→ Arbeitsauftrag 1
Übersetze diesen Satz aus dem Text über Diversity Management ins Englische: „Ausgeschrieben wurde der Preis von Henkel, McKinsey und der Wirtschaftswoche.“
→ Arbeitsauftrag 2
Gib aus dem Text über Diversity Management den Abschnitt wortgetreu wieder, der mit „Diversity Management ist“ beginnt und bis einschließlich „besonders reaktionär interpretiert.“ reicht.

→ Textauszug
══════════════════════════════
Über Diversity Management in deutschen Unternehmen

Bitte recht verschieden

Deutsche Unternehmen entdecken Diversity. An den Strukturen gesellschaftlicher Diskriminierung ändert sich dadurch nichts.

Diversity Management ist eigentlich nichts Neues, aber in Deutschland noch nicht besonders etabliert. Mit dem »Deutschen Diversity-Preis«, der erstmals im Herbst dieses Jahres verliehen wird, sollen nun auch hierzulande Unternehmen ausgezeichnet werden, die Diversity Management betreiben. Ausgeschrieben wurde der Preis von Henkel, McKinsey und der Wirtschaftswoche. Prämiert werden sollen damit Unternehmen, die sich besonders um eine »Arbeitskultur der Vielfalt« bemühen. Dabei wird die Diskussion in Deutschland nicht nur ein paar Jahrzehnte verspätet geführt, der Diversity-Ansatz wird in ihr auch noch besonders reaktionär interpretiert.
══════════════════════════════
→ Aufgeführte Einträge
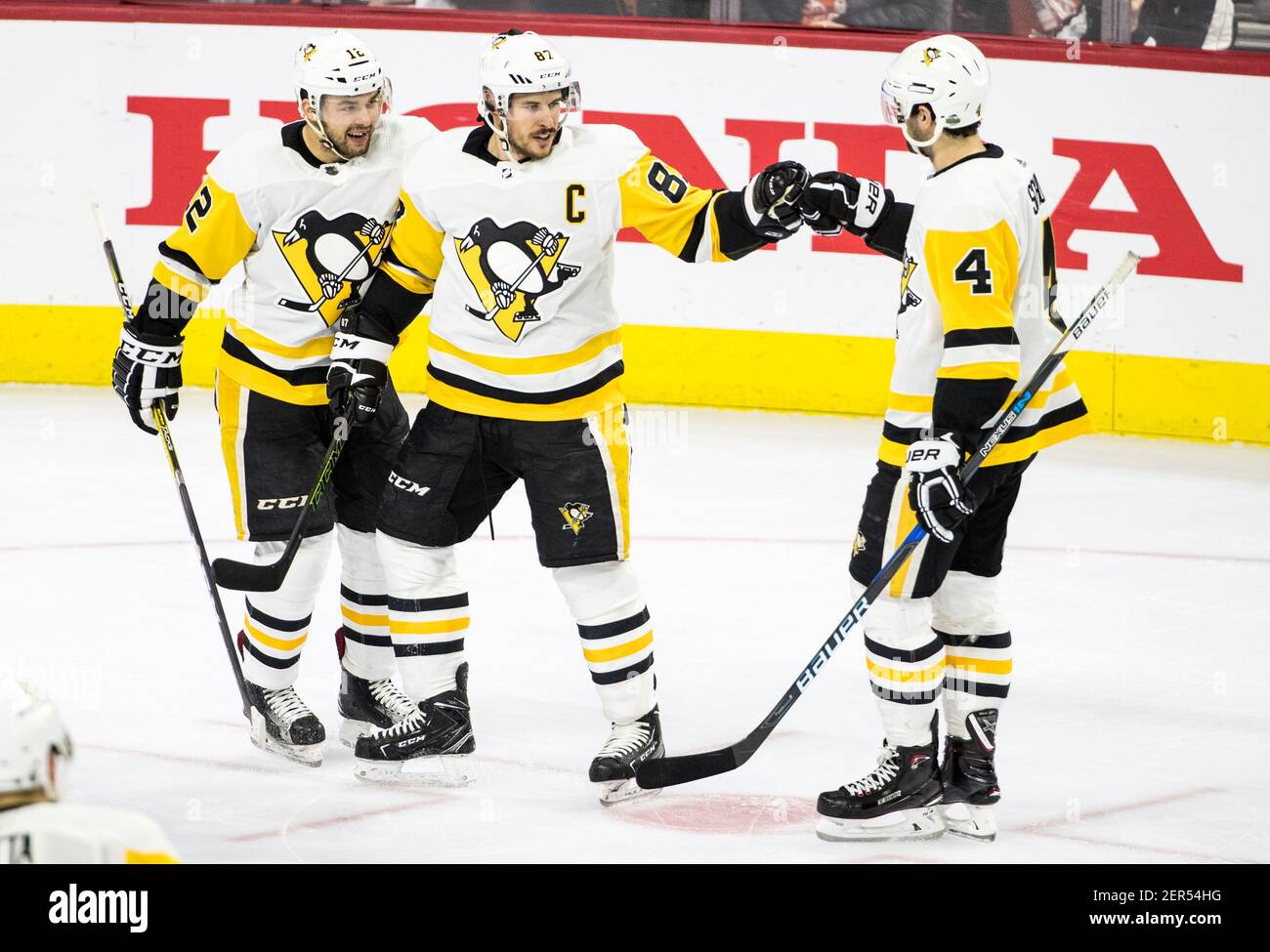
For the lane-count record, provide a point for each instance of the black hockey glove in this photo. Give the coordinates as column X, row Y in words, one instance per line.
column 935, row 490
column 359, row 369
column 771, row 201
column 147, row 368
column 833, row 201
══════════════════════════════
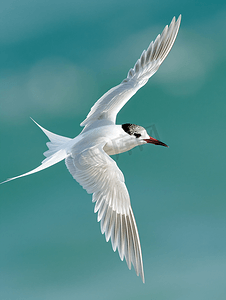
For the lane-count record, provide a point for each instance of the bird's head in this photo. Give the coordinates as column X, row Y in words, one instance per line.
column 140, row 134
══════════════════════════════
→ Richtige Lösung 1
The prize was launched by Henkel, McKinsey, and the Wirtschaftswoche.

→ Richtige Lösung 2
Diversity Management ist eigentlich nichts Neues, aber in Deutschland noch nicht besonders etabliert. Mit dem »Deutschen Diversity-Preis«, der erstmals im Herbst dieses Jahres verliehen wird, sollen nun auch hierzulande Unternehmen ausgezeichnet werden, die Diversity Management betreiben. Ausgeschrieben wurde der Preis von Henkel, McKinsey und der Wirtschaftswoche. Prämiert werden sollen damit Unternehmen, die sich besonders um eine »Arbeitskultur der Vielfalt« bemühen. Dabei wird die Diskussion in Deutschland nicht nur ein paar Jahrzehnte verspätet geführt, der Diversity-Ansatz wird in ihr auch noch besonders reaktionär interpretiert.